- EXERCISE INSTRUCTIONS
Pull out every row below that contains the word "woman", and copy each of those rows in full.

(Items stored from a collection)
## start

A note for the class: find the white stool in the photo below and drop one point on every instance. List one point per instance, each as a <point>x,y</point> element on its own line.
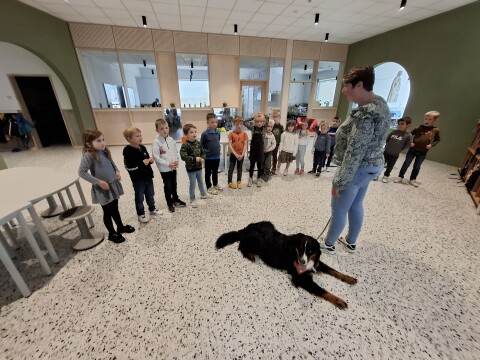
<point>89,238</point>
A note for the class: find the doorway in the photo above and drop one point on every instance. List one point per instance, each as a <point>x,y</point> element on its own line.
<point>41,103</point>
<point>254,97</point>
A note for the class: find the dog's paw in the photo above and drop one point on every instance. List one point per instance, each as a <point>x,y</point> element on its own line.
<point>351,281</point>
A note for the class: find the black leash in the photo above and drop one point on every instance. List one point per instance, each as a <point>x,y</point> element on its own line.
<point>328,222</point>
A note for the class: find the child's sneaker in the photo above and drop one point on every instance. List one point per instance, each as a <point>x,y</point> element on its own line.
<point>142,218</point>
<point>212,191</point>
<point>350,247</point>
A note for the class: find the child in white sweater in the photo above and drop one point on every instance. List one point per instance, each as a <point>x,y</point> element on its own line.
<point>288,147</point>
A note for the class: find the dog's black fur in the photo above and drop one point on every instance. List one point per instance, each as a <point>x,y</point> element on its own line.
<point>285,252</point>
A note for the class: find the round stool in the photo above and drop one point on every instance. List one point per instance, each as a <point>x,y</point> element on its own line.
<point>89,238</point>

## end
## start

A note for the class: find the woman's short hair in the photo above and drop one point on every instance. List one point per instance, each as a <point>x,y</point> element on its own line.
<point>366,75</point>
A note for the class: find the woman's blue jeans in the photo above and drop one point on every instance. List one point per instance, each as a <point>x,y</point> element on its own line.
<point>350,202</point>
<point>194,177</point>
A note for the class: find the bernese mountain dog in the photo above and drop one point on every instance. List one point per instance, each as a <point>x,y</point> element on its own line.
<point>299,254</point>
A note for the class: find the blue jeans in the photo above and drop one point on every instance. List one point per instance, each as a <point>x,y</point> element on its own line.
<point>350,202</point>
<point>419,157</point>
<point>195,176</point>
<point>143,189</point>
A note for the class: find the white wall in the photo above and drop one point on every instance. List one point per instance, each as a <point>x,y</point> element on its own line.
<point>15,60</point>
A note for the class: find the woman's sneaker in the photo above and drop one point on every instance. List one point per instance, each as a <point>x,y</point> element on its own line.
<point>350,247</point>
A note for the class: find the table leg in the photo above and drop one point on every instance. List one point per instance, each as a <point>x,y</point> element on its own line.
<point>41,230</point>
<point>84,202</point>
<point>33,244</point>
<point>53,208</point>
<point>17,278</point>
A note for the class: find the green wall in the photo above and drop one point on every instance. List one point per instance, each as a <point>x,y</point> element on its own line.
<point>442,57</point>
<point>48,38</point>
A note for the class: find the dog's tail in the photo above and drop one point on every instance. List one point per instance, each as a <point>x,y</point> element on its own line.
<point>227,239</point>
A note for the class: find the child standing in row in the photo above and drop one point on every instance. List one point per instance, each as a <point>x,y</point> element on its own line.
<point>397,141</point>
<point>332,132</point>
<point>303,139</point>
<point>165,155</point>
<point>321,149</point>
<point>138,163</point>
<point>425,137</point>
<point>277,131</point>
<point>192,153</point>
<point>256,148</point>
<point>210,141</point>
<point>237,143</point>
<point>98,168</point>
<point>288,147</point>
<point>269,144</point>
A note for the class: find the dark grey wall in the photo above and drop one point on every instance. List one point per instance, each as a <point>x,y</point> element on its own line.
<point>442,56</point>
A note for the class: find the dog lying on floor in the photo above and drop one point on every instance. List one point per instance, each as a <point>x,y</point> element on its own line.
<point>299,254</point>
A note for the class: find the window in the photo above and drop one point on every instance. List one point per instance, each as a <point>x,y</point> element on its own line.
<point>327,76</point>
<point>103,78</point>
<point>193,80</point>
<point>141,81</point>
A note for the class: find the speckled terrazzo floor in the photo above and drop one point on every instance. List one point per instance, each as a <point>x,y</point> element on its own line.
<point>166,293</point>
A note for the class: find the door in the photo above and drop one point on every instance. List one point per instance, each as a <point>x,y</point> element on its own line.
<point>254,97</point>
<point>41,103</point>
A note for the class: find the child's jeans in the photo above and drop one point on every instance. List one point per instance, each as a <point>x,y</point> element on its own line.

## end
## start

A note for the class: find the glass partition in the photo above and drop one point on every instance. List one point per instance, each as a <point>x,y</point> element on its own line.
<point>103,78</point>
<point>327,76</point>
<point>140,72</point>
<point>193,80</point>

## end

- FINAL RESULT
A note for the class: find the woman's short hair in the photo above and drop one point on every instance. List one point per instance, each as a <point>x,y</point> element on its own line.
A note for the class: find the woman's blue jeans in the photo above and drop one point on every instance. List one point per instance, each as a <point>x,y</point> element on its own line.
A note for the class: find the woman's sneaker in the photo above and drop one point on every instance. List one point per instance, each as a <point>x,y</point> element on its own line.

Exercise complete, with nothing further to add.